WHAT TO PRODUCE →
Convert the records, starting at the line containing "the wooden post" and ending at the line containing "256,69,280,96", into a two-column CSV with the headers instruction and bbox. Give one row per record, with its text and its answer each in a single quoted field and any line breaks replaced by spaces.

SUPPLIED ENTRIES →
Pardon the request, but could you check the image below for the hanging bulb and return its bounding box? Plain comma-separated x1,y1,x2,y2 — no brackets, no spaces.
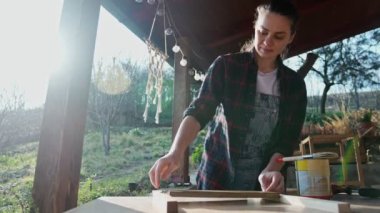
165,27,173,35
172,44,181,53
194,72,201,81
179,56,187,67
146,0,156,5
157,8,164,16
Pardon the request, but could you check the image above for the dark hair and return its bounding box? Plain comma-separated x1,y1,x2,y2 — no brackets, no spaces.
254,0,298,34
241,0,299,52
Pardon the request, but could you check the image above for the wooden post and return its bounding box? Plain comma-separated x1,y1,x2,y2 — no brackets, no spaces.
33,0,100,213
172,38,191,183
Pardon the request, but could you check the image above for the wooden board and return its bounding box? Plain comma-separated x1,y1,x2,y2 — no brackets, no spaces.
153,190,350,213
69,190,350,213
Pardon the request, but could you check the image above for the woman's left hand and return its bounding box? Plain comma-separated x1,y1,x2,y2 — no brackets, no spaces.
259,171,285,193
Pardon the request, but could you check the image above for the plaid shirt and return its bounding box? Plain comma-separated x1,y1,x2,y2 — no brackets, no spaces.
184,53,307,189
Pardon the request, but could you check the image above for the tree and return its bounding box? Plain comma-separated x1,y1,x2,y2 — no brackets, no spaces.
342,30,380,109
311,41,344,114
89,58,137,155
306,30,380,114
0,87,25,147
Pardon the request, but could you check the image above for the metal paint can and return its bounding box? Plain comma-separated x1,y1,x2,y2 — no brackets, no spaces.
295,159,331,199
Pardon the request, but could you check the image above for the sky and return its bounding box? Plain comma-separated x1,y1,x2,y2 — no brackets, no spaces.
0,0,147,108
0,0,378,108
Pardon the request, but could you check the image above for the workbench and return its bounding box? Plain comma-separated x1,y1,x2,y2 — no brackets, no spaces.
68,193,380,213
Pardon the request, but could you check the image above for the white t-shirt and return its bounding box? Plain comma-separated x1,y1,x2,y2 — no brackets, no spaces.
256,69,280,96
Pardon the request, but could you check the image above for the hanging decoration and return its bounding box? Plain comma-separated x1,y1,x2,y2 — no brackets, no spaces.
143,0,168,124
143,40,168,124
140,0,204,124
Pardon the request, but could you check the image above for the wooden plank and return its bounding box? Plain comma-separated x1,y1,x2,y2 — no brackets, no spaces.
172,37,191,183
168,190,280,199
281,195,351,213
33,0,100,213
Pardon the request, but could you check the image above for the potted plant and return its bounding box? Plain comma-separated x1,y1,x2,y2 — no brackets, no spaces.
357,109,375,135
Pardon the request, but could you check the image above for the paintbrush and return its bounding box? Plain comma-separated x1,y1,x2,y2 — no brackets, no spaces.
276,152,339,163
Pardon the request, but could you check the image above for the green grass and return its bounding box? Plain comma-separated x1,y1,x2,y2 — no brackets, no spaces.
0,128,171,213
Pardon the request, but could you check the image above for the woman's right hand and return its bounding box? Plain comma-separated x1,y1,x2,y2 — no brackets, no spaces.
149,153,180,189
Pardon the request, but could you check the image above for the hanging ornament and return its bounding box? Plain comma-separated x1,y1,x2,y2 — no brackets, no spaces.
147,0,156,5
179,56,187,67
165,27,173,35
156,8,165,16
143,41,168,124
172,44,181,53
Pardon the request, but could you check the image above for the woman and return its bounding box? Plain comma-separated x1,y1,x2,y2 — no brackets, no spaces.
149,0,307,192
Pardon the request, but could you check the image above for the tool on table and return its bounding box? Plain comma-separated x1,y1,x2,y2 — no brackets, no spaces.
331,184,380,198
276,152,339,163
169,190,280,199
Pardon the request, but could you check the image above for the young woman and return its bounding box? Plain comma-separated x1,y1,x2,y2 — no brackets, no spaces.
149,0,307,192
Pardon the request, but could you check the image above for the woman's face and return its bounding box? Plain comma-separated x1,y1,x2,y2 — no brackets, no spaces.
254,12,294,59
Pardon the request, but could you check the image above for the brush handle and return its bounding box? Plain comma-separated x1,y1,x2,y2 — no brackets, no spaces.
281,154,314,162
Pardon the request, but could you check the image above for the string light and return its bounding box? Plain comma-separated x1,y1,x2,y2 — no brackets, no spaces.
179,55,187,67
141,0,190,68
165,27,173,35
146,0,156,5
156,8,165,16
172,44,181,53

EXERCISE RESULT →
instruction,bbox
"Pardon the request, but could you check the image above for the wooden post and return its bounding box? Plain comma-separated x1,y1,x2,y2 — no brackets, no spaces.","33,0,100,213 172,38,191,183"
"Pardon the request, but could you check the image above for the wooden board and return its bounding box? Plain comma-separated x1,y1,x2,y2 — no brackets, no spaces.","153,190,350,213 69,190,350,213"
"Pardon the request, but could you check the image above for the woman's left hand and return its bounding box? Plain comma-separated x1,y1,x2,y2 — no brackets, no spaces.","259,171,285,193"
"Pardon the request, but could you check the image above for the plaid shirt and return its bounding box? Plain comma-separated x1,y1,x2,y2 — no brackets, no spaces.","184,53,307,189"
"Pardon the request, but could you check the image above for the tree and return its bounding box? Plain comma-separated x1,y1,x2,y2 — no brackets, no spaces.","342,30,380,109 311,41,344,114 89,58,137,155 306,30,380,114 0,87,25,147"
"Pardon the request, but could you check the image above for the metal paint can and return its bounding box? Plain comma-separated x1,y1,x2,y2 — no brackets, no spaces.","295,159,331,199"
"Pardon the request, but could you check the image above for the sky and return its bounding box? Plain comma-separated x1,y1,x2,y2 — no brackets, no spaces.","0,0,147,108 0,0,378,108"
"Pardon the request, but could you check the image above for the workbench and return its bounding box? Plain comma-separated x1,y1,x2,y2 — no brackets, no spaces.","68,193,380,213"
"Pardon the request, but could you check the image above for the white t-shirt and return its bounding box? Plain comma-separated x1,y1,x2,y2 — no brackets, no spaces.","256,69,280,96"